● Exercise
Your answer should be the exact lines of the data below from the one containing "negative clicks: (75, 207) (79, 201)" through the one containing "negative clicks: (713, 240) (705, 240)"; please include nothing else.

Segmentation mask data
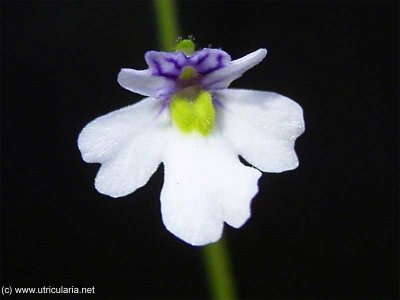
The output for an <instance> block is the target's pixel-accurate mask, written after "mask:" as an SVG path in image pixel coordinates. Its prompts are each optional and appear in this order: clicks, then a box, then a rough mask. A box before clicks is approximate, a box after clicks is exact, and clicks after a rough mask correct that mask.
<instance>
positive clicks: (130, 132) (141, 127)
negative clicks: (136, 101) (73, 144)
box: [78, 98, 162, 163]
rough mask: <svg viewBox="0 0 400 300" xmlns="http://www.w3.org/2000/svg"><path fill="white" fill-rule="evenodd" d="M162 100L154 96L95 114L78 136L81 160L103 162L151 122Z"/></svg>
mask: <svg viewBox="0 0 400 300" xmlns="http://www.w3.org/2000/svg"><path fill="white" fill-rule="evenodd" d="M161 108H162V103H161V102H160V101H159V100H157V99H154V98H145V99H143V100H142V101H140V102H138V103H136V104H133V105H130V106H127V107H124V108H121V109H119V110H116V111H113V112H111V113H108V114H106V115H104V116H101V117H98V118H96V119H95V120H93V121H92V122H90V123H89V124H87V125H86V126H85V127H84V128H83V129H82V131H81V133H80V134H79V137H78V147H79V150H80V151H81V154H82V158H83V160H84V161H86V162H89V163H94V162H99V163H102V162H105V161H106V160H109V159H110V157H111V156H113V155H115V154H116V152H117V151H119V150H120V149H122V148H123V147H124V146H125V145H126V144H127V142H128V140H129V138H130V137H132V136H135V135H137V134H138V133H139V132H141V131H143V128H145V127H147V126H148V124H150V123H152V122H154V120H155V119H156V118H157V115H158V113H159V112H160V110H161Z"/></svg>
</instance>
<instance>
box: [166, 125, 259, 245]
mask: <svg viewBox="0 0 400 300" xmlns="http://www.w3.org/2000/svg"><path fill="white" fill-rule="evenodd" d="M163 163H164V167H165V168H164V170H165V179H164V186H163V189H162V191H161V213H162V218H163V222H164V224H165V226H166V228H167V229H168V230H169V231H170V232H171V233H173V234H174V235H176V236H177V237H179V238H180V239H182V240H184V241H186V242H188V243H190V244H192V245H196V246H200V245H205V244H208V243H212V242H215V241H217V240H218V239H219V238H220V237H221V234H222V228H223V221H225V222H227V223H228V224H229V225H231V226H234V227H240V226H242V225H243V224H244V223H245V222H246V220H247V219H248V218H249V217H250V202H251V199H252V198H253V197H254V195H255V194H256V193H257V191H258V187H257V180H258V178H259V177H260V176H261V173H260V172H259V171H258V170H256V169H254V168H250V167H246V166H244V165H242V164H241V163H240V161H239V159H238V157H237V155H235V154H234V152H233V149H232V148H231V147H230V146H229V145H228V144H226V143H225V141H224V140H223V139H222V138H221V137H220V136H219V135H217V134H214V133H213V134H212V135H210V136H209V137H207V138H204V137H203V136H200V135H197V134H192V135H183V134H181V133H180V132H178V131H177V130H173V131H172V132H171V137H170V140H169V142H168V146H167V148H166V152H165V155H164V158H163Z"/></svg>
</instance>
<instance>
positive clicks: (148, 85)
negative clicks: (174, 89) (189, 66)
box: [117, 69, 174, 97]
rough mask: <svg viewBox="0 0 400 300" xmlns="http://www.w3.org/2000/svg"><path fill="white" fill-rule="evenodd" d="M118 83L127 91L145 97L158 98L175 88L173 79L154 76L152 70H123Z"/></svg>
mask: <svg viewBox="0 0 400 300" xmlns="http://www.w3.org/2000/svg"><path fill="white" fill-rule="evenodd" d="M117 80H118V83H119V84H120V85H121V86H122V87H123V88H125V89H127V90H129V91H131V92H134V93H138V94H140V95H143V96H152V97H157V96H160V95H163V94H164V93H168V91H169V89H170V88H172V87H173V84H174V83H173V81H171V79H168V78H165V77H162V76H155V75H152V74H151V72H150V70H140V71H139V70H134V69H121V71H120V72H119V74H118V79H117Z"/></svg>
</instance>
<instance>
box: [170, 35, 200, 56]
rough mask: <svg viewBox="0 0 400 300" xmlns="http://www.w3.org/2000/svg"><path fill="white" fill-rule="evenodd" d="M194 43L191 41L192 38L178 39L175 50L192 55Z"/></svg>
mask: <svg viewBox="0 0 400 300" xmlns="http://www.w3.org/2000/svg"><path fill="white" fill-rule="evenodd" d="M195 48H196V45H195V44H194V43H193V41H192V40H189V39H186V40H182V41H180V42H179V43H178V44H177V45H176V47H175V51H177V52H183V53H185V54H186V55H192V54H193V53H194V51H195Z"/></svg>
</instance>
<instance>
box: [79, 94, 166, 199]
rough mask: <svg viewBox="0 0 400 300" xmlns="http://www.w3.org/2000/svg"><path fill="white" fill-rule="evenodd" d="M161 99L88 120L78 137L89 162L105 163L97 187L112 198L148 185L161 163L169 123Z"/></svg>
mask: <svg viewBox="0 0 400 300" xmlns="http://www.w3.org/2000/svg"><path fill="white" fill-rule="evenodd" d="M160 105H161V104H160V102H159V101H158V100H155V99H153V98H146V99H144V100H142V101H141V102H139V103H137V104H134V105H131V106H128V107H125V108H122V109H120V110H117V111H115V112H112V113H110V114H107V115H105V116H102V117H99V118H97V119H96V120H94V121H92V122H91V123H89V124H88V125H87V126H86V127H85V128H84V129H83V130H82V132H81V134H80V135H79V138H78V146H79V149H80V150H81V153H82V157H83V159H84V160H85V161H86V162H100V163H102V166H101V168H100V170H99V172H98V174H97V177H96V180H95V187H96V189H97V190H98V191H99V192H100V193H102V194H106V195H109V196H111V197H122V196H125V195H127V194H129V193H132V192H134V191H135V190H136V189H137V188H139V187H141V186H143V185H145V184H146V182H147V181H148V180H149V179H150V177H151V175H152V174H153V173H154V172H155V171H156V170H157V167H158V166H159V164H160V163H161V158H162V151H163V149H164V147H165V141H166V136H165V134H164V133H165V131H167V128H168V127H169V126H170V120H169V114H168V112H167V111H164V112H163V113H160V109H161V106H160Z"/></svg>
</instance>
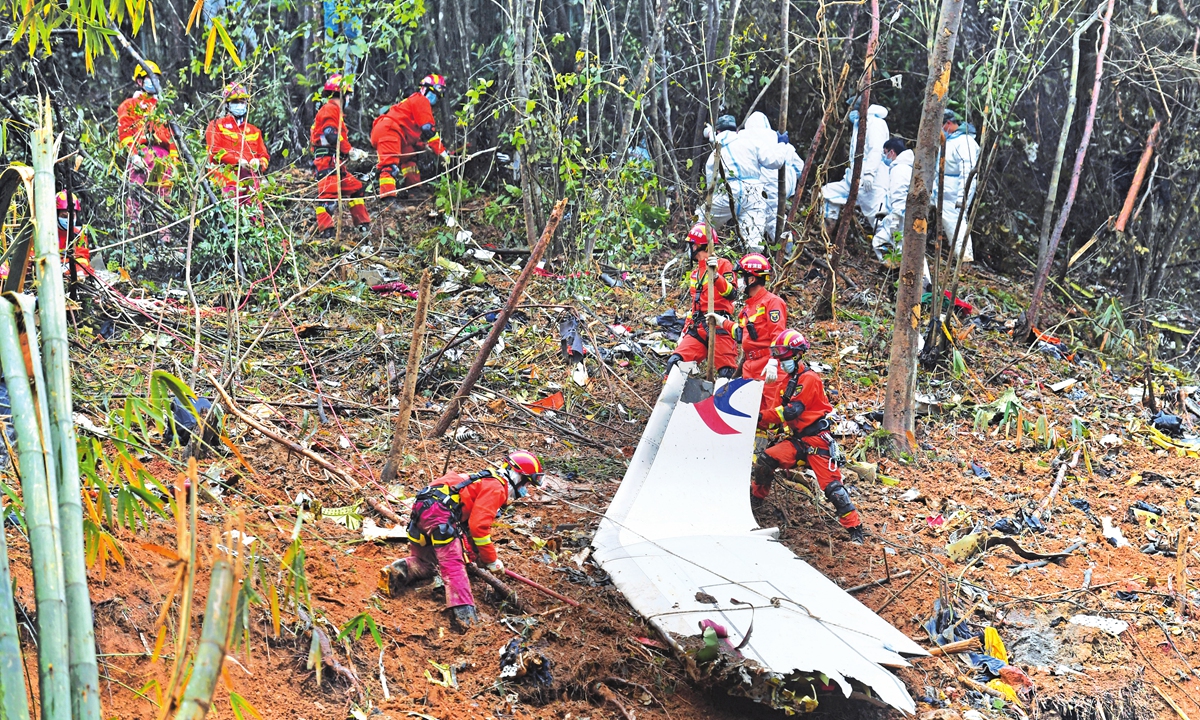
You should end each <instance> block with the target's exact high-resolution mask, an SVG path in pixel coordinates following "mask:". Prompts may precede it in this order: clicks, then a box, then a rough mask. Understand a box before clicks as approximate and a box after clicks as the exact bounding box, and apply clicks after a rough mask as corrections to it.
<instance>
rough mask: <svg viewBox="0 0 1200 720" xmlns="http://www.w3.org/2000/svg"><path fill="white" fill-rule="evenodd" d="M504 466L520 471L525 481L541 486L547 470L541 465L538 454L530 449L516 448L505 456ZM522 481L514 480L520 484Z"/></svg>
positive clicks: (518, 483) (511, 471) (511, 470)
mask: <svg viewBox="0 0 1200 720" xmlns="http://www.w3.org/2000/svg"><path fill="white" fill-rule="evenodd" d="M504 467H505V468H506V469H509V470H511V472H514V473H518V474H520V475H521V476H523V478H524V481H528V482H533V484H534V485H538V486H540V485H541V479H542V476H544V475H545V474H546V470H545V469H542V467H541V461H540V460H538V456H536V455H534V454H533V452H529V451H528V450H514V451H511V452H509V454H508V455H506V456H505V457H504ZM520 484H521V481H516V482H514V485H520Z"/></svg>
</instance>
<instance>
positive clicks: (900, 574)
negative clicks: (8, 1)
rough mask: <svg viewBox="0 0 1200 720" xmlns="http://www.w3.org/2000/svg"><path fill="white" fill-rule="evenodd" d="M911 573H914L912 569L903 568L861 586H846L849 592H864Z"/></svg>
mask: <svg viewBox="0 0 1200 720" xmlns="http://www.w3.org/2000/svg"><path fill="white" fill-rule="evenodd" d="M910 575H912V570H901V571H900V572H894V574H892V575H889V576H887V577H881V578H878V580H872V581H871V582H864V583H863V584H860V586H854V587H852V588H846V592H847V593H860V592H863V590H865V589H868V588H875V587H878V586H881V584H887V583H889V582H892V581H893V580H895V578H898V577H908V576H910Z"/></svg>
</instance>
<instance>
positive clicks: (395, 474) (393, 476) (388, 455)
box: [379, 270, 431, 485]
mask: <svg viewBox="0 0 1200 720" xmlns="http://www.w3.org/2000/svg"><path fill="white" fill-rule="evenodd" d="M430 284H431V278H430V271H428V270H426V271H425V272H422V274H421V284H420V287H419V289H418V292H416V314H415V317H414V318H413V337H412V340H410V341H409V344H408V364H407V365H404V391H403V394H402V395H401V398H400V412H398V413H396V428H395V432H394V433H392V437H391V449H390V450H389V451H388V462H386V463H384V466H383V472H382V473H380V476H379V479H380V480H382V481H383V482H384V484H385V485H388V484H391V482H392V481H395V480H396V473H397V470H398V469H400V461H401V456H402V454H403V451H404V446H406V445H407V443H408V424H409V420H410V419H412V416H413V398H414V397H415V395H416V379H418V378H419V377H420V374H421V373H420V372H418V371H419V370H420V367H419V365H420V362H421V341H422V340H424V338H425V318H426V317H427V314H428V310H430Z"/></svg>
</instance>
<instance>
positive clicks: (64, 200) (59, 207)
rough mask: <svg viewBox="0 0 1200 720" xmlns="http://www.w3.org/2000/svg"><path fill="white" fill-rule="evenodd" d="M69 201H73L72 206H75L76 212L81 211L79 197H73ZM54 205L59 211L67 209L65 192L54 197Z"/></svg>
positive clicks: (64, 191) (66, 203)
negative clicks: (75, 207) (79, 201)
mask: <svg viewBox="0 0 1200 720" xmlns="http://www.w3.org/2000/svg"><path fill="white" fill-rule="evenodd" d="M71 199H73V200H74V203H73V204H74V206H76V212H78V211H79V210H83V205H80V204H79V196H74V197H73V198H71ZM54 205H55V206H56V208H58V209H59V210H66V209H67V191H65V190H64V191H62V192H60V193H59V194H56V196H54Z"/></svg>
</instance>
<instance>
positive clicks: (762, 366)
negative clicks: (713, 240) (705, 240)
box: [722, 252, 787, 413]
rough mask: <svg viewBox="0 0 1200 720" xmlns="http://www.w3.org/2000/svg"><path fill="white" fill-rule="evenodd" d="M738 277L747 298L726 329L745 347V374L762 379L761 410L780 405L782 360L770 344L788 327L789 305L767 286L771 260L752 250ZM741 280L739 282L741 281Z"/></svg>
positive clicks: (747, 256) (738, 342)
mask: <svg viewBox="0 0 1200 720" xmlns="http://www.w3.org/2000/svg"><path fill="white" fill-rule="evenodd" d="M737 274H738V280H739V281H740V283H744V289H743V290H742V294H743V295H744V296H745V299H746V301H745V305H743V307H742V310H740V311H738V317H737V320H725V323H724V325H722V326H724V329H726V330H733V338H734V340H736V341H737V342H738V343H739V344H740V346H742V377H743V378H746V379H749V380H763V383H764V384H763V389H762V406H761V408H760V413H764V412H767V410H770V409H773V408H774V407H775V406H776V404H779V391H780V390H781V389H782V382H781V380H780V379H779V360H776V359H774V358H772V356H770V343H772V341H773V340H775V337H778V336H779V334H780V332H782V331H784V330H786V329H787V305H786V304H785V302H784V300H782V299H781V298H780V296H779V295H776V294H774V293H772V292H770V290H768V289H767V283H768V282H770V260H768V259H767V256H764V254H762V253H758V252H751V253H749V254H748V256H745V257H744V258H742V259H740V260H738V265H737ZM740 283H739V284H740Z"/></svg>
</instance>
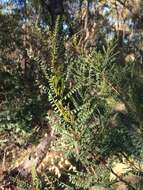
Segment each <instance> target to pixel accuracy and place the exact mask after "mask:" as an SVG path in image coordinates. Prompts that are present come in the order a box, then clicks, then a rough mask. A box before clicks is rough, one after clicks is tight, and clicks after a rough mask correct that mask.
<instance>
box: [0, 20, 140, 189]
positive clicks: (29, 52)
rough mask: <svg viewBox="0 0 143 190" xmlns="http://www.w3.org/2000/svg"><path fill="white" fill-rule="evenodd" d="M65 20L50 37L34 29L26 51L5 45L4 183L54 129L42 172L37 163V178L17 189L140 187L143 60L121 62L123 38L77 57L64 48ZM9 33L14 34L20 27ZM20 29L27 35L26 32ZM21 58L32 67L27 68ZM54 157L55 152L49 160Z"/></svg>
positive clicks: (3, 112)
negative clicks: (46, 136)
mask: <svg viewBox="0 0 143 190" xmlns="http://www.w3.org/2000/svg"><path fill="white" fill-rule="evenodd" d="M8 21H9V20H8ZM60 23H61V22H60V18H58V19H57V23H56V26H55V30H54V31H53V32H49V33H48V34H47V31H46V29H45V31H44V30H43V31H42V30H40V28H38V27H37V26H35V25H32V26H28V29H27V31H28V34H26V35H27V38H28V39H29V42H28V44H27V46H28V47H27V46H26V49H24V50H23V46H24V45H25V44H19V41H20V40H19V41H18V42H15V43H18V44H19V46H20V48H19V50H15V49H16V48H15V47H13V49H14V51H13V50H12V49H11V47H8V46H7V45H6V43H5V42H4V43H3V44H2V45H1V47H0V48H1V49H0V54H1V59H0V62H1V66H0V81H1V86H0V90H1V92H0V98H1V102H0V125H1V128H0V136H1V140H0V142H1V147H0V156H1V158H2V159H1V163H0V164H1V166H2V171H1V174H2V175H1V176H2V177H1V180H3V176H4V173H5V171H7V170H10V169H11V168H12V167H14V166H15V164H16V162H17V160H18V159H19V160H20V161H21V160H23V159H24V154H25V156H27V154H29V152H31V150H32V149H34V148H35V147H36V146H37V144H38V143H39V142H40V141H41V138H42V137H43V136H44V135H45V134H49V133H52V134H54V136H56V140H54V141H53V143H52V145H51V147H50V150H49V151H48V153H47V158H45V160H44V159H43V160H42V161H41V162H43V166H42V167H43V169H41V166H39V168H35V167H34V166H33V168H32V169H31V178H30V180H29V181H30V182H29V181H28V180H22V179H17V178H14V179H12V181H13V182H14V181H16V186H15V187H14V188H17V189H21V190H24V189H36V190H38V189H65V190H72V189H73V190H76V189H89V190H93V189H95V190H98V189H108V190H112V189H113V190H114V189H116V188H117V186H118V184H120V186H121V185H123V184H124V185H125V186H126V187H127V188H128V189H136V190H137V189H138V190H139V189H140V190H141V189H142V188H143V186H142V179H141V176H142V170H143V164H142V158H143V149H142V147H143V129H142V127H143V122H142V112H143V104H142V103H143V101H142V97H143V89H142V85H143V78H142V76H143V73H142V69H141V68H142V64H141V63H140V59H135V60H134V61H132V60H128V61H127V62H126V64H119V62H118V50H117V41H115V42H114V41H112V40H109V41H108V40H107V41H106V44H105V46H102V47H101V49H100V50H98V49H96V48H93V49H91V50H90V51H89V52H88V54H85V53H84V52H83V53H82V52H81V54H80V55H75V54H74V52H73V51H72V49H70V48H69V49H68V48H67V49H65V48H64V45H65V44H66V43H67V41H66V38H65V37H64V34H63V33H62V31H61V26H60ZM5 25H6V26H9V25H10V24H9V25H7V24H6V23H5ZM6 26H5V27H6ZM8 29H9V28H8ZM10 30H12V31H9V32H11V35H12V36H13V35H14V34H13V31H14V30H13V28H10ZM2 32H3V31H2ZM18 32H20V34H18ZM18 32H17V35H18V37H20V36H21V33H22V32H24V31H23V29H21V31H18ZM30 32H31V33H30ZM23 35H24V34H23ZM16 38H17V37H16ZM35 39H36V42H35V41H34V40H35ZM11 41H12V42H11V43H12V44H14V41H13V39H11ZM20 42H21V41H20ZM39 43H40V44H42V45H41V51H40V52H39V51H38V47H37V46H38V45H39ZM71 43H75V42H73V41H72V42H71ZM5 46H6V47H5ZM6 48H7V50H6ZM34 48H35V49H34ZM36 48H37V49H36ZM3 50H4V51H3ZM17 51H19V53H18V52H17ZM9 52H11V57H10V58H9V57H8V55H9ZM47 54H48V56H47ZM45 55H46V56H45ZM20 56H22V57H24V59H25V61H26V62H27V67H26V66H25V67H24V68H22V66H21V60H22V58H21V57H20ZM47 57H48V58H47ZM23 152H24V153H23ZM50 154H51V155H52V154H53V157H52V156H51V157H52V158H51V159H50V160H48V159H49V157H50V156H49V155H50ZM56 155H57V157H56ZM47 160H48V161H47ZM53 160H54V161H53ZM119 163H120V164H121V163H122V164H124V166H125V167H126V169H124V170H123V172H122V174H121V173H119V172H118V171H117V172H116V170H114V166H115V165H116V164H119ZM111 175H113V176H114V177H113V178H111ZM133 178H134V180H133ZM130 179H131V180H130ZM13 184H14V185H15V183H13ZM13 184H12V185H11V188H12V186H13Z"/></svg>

● Written answer
negative clicks: (75, 207) (79, 201)
mask: <svg viewBox="0 0 1200 720" xmlns="http://www.w3.org/2000/svg"><path fill="white" fill-rule="evenodd" d="M71 199H73V200H74V203H73V204H74V206H76V212H78V211H79V210H83V205H80V204H79V196H74V197H73V198H71ZM54 205H55V206H56V208H58V209H59V210H66V209H67V191H65V190H64V191H62V192H60V193H59V194H56V196H54Z"/></svg>
</instance>
<instance>
positive clicks: (762, 366)
negative clicks: (713, 240) (705, 240)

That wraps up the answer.